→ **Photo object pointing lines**

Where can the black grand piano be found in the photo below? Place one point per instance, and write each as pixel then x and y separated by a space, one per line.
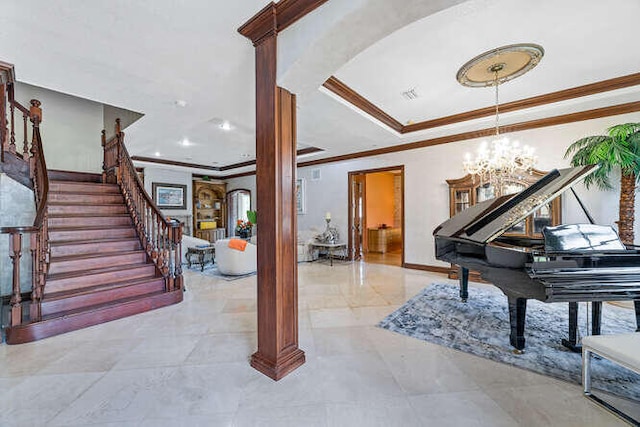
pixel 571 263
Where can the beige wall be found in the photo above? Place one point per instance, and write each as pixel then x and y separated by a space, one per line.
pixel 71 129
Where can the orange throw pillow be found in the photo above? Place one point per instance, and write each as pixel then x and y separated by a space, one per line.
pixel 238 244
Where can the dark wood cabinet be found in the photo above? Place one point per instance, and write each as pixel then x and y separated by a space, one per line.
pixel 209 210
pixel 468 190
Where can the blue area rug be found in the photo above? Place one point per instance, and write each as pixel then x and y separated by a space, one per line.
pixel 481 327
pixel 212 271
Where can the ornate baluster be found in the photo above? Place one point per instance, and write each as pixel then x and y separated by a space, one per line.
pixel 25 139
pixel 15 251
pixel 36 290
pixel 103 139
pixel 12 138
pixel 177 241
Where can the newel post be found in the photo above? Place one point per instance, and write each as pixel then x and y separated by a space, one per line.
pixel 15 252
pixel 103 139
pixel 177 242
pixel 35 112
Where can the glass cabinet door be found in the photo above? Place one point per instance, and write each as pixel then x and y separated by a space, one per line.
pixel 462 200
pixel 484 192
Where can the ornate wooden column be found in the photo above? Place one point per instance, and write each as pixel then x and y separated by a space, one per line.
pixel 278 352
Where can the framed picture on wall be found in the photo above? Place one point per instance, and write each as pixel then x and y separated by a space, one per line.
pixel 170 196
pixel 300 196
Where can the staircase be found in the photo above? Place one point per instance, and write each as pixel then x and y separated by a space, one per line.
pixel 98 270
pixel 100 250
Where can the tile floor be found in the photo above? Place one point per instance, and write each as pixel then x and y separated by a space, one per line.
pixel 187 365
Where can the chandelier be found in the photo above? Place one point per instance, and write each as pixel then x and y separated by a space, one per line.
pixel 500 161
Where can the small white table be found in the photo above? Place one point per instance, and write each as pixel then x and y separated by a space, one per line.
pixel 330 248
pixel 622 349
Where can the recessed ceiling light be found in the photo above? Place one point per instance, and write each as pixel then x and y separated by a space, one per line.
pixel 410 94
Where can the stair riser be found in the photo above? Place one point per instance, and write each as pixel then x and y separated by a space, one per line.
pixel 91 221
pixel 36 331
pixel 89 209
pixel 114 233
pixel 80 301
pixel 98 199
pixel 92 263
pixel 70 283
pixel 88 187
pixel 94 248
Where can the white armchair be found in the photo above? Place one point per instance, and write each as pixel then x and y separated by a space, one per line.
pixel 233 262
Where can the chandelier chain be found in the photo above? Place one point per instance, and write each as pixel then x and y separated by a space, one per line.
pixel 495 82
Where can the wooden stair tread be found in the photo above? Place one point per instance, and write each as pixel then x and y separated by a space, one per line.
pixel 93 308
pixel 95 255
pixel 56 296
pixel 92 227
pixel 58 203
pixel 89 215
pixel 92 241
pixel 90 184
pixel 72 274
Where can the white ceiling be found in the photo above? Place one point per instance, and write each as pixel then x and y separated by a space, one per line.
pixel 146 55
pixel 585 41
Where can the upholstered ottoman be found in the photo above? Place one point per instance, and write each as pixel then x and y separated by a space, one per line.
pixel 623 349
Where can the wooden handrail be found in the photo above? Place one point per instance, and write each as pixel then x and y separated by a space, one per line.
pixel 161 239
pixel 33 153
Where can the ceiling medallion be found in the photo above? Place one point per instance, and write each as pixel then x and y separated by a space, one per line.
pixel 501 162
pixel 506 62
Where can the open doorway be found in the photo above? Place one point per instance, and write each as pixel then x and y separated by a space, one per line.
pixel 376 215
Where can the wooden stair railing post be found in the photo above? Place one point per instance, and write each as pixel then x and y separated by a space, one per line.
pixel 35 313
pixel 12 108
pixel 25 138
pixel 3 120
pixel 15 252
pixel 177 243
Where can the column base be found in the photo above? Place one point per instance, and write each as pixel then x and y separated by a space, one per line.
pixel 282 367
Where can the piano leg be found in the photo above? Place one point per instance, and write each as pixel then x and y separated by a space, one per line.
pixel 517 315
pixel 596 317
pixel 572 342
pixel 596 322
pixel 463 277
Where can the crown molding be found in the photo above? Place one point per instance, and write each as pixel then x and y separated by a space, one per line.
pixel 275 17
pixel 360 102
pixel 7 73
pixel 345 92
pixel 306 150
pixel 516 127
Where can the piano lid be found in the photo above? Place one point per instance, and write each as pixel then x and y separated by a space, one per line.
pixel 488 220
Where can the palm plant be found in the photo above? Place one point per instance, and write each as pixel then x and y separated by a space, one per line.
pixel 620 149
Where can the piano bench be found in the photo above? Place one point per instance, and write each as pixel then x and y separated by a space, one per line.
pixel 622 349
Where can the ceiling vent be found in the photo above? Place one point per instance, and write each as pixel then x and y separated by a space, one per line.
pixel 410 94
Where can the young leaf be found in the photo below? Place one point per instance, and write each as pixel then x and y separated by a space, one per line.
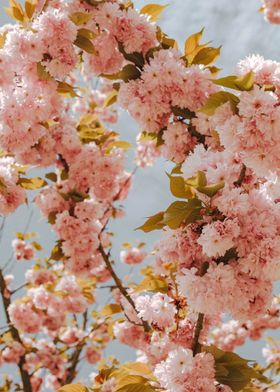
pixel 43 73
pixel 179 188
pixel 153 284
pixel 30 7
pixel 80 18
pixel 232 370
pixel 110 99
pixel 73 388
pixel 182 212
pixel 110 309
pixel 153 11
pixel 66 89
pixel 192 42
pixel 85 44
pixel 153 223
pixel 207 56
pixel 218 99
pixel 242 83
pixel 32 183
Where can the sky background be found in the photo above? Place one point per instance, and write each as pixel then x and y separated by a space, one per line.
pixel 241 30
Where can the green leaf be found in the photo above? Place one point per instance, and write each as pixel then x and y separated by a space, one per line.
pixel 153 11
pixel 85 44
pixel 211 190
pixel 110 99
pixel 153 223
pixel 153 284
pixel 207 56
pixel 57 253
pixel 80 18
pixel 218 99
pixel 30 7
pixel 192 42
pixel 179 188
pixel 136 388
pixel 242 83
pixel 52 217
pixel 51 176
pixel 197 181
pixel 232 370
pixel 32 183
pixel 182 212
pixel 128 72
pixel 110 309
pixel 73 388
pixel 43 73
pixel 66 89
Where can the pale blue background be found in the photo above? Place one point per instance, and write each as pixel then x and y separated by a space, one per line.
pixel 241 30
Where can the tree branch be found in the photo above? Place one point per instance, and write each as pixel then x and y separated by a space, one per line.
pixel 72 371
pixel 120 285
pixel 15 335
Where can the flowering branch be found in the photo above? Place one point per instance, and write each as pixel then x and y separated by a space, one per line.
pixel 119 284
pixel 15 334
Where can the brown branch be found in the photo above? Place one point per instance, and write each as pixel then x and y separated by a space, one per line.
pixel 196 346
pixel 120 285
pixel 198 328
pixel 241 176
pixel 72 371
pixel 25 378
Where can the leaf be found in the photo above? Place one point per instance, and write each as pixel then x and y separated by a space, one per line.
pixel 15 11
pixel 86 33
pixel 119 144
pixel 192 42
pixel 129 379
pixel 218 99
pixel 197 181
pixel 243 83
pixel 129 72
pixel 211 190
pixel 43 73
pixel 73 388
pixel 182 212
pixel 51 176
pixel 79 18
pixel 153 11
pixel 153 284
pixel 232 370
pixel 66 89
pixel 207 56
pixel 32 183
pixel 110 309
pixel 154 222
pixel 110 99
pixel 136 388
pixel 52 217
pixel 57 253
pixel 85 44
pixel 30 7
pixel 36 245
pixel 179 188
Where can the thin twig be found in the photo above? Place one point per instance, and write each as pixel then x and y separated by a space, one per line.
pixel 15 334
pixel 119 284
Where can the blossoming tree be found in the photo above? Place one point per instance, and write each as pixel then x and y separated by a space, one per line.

→ **SET PROBLEM**
Substitute "cream wall" for "beige wall" in the lines from the start of the records up to and including the line with "pixel 71 129", changing nothing else. Return only those lines, and leave the pictures out.

→ **WRITTEN ANSWER**
Where can the black grand piano be found in the photo below? Place one point per instance, and write each as pixel then x and y separated by a space, one per line.
pixel 571 263
Where can the cream wall be found in the photo above? Place one point per instance, and write each as pixel then x and y separated by a space, one per line.
pixel 71 129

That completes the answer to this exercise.